━━━━━ DOCUMENT TEXT ━━━━━

Appellants are individuals who claim that the United States government has spied on them. They challenge as unconstitutional three separate forms of surveillance: bulk telephony metadata collection under Section 215 of the USA PATRIOT Act of 2001, codified as amended at 50 U.S.C. § 1861; bulk electronic metadata collection under Section 402 of the Foreign Intelligence Surveillance Act (FISA), codified as amended at 50 U.S.C. § 1842; and the so-called PRISM program for targeted collection under Section 702 of FISA, codified as amended at 50 U.S.C. § 1881a.
When Appellants filed suit in 2013, Section 215 of the PATRIOT Act authorized the government to seek orders from the Foreign Intelligence Surveillance Court (FISC) “requiring the production of any tangible things ․ for an investigation to obtain foreign intelligence information not concerning a United States person or to protect against international terrorism or clandestine intelligence activities.” 50 U.S.C. § 1861(a)(1) (2012). Pursuant to that authority, the government established a bulk telephony metadata collection program, indiscriminately collecting telephony metadata from telephone service providers and storing it for up to five years. NSA analysts could query the collected metadata using selectors as to which there was a reasonable, articulable suspicion that the selectors were associated with terrorists abroad.
In 2015, Congress enacted significant changes to the governing statutory regime. See USA FREEDOM Act of 2015, Pub. L. No. 114-23, §§ 101–107, 129 Stat. 268, 269–73. Unlike its predecessor, the provision that replaced Section 215 does not authorize bulk collection, instead requiring FISC applications and orders to contain specific selectors. See 50 U.S.C. § 1861(b)(2)(A), (c)(3). The FISC may issue an order only if it finds that there are reasonable grounds to believe the targeted metadata are relevant to a qualifying investigation and, in the case of an order for production of call detail records on an ongoing basis, “there is a reasonable, articulable suspicion that [the] specific selection term is associated with a foreign power [or its agent] engaged in international terrorism.” Id. § 1861(b)(2)(B)–(C).
From 2004 until December 2011, the government also operated a bulk electronic metadata collection program under Section 402 of FISA, known as the “pen register, trap and trace” provision. But by the end of 2011, the program had been discontinued and all the metadata gathered thereunder had been destroyed. Statutory amendments since 2011 have altered the government's ability to revive the program; specifically, the statute now requires collection to be tethered to a specific selector. See 50 U.S.C. § 1842(c)(3).

━━━━━ STORED DATA ━━━━━

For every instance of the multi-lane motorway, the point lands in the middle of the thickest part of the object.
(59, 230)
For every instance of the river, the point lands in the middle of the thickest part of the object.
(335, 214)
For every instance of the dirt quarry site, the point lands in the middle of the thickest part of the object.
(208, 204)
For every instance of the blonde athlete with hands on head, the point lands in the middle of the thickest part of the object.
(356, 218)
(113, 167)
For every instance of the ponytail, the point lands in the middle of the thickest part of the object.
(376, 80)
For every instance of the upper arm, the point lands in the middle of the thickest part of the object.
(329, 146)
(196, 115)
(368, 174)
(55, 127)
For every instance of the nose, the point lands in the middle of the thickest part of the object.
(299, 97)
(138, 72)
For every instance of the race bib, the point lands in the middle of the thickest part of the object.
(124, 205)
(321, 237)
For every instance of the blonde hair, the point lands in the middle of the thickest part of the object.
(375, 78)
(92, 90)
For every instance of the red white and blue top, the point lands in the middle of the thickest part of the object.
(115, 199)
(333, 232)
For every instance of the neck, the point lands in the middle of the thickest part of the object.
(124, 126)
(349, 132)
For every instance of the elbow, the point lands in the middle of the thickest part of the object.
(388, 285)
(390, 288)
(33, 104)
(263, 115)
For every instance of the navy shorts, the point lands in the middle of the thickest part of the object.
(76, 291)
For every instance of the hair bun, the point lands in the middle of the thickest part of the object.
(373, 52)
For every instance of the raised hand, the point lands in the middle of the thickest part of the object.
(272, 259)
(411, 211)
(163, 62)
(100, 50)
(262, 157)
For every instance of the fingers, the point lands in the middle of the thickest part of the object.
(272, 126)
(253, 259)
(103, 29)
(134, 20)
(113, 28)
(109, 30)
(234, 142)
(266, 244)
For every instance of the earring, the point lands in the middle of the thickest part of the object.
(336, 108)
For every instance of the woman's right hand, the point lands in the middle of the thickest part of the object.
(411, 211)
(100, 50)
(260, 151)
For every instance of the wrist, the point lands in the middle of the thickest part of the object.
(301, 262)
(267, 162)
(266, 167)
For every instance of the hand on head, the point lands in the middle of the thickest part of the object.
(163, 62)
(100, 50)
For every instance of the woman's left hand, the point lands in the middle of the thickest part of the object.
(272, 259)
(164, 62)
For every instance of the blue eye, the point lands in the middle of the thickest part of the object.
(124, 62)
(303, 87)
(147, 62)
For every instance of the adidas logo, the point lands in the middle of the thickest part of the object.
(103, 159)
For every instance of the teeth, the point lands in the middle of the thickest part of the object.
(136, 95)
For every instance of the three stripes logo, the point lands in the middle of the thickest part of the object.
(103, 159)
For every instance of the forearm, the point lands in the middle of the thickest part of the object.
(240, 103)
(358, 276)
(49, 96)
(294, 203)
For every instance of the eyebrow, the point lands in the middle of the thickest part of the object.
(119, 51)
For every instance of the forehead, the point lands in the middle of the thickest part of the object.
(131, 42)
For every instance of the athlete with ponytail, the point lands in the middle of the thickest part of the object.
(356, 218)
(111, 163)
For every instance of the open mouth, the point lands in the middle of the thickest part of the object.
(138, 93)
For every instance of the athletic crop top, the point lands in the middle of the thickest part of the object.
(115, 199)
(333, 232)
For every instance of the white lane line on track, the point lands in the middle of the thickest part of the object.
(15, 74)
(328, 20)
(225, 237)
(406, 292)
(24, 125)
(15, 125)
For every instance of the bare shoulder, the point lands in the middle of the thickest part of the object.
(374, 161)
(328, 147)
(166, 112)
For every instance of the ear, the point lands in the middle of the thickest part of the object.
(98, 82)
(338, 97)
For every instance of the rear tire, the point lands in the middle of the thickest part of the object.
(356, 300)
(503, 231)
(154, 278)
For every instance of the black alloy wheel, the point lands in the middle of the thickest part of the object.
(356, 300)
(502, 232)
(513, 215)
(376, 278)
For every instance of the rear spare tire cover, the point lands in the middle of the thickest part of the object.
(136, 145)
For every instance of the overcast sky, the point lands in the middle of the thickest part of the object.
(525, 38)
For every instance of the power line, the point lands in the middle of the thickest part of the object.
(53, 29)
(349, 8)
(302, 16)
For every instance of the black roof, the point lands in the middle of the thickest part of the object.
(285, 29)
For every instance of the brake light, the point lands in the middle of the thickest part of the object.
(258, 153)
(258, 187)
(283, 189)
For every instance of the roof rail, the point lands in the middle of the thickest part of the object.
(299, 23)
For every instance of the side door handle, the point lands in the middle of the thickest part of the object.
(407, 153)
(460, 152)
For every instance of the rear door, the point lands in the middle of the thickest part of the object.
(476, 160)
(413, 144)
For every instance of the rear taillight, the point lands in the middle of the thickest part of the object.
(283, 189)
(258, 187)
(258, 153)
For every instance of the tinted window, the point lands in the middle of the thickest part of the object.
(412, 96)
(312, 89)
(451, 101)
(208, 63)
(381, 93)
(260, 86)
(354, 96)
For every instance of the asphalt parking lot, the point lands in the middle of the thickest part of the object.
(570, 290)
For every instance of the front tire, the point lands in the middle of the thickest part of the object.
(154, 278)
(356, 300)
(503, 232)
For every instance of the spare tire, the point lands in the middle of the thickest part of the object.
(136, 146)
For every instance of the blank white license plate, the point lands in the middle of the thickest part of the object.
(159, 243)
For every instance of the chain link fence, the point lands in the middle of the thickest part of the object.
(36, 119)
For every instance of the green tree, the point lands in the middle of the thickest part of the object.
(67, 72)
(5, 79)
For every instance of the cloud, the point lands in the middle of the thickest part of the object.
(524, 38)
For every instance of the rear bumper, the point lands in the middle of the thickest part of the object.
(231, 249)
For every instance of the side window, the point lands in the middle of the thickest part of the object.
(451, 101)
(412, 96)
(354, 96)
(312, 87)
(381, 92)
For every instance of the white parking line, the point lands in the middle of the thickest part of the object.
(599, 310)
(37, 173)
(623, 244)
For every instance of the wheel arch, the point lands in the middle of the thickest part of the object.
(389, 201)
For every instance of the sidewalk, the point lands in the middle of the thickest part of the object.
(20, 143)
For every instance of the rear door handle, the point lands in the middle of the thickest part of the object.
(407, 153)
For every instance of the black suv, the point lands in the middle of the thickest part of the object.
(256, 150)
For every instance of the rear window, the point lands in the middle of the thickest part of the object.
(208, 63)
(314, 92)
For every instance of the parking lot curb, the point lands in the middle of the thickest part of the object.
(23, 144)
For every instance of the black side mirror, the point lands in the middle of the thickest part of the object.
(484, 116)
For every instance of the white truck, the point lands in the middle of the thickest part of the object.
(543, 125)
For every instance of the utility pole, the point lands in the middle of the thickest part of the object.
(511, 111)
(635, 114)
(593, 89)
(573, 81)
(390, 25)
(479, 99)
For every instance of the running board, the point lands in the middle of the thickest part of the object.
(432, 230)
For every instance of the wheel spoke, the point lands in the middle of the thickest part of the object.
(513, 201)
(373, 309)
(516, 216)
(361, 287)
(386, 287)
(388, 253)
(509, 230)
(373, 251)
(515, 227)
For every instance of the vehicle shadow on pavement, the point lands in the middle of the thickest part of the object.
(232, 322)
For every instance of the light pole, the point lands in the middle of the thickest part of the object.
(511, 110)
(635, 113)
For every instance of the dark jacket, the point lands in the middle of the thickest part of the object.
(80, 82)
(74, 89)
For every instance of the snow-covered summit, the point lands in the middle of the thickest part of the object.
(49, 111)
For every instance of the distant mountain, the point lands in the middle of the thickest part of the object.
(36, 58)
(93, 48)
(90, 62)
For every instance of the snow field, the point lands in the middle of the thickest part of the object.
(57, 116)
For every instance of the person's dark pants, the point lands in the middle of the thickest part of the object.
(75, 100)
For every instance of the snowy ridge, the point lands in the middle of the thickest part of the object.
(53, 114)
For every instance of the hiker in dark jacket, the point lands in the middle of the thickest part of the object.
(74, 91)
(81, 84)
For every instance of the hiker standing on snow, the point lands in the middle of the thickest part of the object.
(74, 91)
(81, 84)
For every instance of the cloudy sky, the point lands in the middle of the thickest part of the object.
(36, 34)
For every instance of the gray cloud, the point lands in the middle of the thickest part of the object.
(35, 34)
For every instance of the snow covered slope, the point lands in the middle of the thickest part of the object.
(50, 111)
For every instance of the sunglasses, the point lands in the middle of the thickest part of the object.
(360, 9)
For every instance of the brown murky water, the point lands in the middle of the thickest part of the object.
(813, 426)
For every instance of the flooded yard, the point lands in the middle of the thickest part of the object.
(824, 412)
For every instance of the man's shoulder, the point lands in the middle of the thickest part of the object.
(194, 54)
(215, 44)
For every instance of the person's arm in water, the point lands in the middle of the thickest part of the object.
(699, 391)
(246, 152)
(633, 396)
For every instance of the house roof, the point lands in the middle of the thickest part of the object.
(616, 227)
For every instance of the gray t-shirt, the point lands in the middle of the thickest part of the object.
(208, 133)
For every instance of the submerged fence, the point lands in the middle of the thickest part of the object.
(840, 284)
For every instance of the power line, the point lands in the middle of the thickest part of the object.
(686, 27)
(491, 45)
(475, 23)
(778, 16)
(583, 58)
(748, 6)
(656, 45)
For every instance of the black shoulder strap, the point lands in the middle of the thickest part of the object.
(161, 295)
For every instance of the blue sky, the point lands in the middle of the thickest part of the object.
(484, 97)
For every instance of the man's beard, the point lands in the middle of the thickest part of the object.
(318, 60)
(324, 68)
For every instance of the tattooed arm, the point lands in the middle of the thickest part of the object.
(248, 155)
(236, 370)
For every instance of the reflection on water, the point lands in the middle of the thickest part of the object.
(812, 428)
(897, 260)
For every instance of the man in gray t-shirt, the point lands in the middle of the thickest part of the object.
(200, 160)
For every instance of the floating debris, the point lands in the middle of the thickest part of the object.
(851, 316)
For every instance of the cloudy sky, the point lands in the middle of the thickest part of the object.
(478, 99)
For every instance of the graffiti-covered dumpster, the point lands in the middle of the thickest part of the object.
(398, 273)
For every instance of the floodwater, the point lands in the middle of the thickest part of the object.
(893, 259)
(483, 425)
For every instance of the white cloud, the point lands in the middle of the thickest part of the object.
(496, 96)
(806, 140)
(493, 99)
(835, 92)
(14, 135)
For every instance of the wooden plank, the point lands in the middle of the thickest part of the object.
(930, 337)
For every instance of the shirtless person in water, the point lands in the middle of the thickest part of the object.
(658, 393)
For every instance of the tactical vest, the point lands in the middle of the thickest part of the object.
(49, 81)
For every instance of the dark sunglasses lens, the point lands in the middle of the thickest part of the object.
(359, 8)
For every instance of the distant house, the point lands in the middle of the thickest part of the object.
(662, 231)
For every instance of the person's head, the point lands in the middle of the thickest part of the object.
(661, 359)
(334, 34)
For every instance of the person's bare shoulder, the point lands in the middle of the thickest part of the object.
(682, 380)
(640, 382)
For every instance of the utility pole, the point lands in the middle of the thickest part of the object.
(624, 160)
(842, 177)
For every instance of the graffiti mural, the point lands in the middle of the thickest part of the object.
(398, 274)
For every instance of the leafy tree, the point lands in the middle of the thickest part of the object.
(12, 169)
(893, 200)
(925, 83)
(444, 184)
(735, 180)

━━━━━

### EXERCISE DIRECTIONS
In the passage above on government surveillance programs, write out word for word the stretch from "Appellants are individuals" through "U.S.C. § 1881a.".

### TASK RESPONSE
Appellants are individuals who claim that the United States government has spied on them. They challenge as unconstitutional three separate forms of surveillance: bulk telephony metadata collection under Section 215 of the USA PATRIOT Act of 2001, codified as amended at 50 U.S.C. § 1861; bulk electronic metadata collection under Section 402 of the Foreign Intelligence Surveillance Act (FISA), codified as amended at 50 U.S.C. § 1842; and the so-called PRISM program for targeted collection under Section 702 of FISA, codified as amended at 50 U.S.C. § 1881a.